## BEGIN READING PASSAGE
Big Answers are Needed to Solve a Huge Problem for Small Businesses
The sole trader painting bespoke Christmas baubles in their garden workshop. The brothers making natural shampoo bars to sell through their website and an online marketplace. The independent seaside coffee shop known for the best carrot cake in town. The marketing agency with 30 international clients. The gym chain employing 230 staff.
Each of these is categorised as an SME, yet each business differs enormously from the others. Some are seasonal, some are international, some are online only, some require an injection of cash upfront to purchase stock before making revenue or profit. No single traditional banking solution can possibly meet all the financial needs of every one of these small businesses – there is no one-size-fits-all solution.
Traditional banks, faced with increased scrutiny, are unable to provide the flexible banking and lending solutions SMEs need, at a price they can afford, or in a timely manner to keep up with the fast pace of today’s market.
In fact, it is not just the big banks that have shied away from investing in SME solutions. Compared with the number of retail banking providers, few FinTech or challenger bank solutions cater specifically or successfully for the needs of SMEs.
This leaves most SMEs trapped in a space somewhere between retail and corporate banking offerings, with neither option meeting their needs. And worryingly, the gap between what SMEs need from their financial services provider and what has been traditionally offered is steadily growing, leaving SMEs underserved and financially excluded.
And there’s another factor that is slowly but surely excluding SMEs from the right financial solution for their enterprise. Cost. While interest rates may remain relatively low, charges, fees, commissions and collateral requirements for lending continue to rise. Such financial exclusion is not just an inconvenience – it can have a catastrophic effect on a business.
At Banking Circle, we recently commissioned MagnaCarta Communications to carry out further research into these issues, to supplement the findings we published in our June 2019 white paper, ‘Financial Inclusion for Europe’s SMEs: Building a Circle of Trust’. The second round of research included interviews with some of the people working right in the midst of the challenges and the solutions hitting the market today. In this way, we have been able to get first-hand expert insights and experiences, to help us find a way towards better financial inclusion for businesses of all sizes, stages and models.
## END READING PASSAGE
== GIVEN EXERCISE A ==
In the article on small-business banking, which firm did Banking Circle commission to carry out further research?
== GIVEN EXERCISE B ==
Write out the passage of the article on small-business banking from "And there’s another" to "on a business.", keeping every word as it appears.
## BEGIN ROWS
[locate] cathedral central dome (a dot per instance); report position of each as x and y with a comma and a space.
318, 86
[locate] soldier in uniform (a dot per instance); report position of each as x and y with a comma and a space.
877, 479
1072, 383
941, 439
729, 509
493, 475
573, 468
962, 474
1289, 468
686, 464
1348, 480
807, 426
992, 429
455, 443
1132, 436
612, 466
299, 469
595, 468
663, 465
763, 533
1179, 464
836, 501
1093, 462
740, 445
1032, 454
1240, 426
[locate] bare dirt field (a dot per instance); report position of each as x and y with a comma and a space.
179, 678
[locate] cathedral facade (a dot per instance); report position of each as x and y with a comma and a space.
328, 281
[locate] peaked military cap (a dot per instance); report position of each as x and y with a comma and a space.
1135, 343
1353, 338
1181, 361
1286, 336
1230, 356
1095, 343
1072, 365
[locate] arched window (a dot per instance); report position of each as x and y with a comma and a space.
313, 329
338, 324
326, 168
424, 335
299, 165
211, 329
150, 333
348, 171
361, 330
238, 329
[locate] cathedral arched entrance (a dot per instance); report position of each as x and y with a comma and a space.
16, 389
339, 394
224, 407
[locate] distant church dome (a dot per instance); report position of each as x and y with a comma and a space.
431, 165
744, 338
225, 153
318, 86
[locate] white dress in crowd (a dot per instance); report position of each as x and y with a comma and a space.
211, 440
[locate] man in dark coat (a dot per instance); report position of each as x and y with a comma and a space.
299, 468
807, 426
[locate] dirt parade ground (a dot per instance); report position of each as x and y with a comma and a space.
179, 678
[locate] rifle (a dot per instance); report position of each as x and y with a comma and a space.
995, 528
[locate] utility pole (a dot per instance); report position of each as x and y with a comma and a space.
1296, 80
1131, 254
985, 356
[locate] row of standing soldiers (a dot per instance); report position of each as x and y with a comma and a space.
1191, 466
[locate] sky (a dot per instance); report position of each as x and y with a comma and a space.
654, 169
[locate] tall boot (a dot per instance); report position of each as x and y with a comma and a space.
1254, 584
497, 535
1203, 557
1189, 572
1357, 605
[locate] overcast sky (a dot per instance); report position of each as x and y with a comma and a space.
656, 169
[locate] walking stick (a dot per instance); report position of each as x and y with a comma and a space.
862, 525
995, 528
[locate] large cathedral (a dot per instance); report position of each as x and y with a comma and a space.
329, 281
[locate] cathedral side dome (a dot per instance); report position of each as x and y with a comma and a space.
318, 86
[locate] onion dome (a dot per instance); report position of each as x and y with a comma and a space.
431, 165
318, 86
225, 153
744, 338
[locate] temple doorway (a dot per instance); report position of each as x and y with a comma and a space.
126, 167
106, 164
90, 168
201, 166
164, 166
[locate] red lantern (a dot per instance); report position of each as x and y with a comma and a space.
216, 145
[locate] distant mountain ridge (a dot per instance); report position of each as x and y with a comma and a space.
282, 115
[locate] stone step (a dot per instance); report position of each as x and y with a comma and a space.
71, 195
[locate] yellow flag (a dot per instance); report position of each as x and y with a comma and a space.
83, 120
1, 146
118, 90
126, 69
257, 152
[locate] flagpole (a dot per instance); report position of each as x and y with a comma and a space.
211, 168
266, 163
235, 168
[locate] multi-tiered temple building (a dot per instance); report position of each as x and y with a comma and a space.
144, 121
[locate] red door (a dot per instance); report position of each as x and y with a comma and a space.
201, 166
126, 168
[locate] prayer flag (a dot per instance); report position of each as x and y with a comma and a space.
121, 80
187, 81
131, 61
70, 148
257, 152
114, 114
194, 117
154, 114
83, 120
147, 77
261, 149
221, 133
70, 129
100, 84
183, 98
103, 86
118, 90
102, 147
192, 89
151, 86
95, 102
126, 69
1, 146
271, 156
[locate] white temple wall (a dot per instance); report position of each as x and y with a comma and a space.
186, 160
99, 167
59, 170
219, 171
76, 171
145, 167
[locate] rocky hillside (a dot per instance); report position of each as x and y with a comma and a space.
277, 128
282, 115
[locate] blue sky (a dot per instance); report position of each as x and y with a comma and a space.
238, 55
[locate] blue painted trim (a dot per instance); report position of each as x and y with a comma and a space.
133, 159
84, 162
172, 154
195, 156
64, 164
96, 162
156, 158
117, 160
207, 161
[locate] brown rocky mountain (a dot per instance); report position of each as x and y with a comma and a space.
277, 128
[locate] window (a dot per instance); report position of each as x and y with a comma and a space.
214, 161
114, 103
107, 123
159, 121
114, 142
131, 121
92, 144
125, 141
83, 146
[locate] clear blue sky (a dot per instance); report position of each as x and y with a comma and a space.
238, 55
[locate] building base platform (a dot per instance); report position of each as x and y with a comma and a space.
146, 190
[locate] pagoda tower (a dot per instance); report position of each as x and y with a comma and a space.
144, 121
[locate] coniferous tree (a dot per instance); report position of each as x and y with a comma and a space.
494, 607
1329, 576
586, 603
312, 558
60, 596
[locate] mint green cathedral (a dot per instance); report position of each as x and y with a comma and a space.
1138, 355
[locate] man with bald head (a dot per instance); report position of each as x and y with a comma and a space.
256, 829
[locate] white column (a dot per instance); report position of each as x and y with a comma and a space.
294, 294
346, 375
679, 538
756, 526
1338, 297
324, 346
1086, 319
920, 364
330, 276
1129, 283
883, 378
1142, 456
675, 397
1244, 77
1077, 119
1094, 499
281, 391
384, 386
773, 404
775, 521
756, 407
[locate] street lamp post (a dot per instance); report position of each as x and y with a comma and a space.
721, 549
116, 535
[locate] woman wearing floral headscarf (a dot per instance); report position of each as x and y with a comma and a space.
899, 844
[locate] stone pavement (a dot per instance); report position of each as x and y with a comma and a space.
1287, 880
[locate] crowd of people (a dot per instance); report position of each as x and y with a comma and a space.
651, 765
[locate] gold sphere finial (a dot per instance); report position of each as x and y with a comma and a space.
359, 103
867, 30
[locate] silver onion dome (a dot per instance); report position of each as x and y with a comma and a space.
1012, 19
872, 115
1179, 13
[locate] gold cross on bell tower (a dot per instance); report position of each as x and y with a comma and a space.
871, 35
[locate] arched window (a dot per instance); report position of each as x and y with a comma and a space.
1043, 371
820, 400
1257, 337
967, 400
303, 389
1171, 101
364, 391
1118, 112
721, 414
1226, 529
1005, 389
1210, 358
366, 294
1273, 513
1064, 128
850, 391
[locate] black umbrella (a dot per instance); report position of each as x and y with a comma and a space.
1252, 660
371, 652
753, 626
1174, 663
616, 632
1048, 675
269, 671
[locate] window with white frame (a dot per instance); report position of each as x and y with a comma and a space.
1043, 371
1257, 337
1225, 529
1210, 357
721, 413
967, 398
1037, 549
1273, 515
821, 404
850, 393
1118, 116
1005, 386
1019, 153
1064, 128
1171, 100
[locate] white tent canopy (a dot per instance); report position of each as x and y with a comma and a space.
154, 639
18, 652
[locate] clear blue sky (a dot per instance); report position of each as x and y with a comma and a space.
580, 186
## END ROWS
== CORRECT RESPONSE A ==
MagnaCarta Communications

== CORRECT RESPONSE B ==
And there’s another factor that is slowly but surely excluding SMEs from the right financial solution for their enterprise. Cost. While interest rates may remain relatively low, charges, fees, commissions and collateral requirements for lending continue to rise. Such financial exclusion is not just an inconvenience – it can have a catastrophic effect on a business.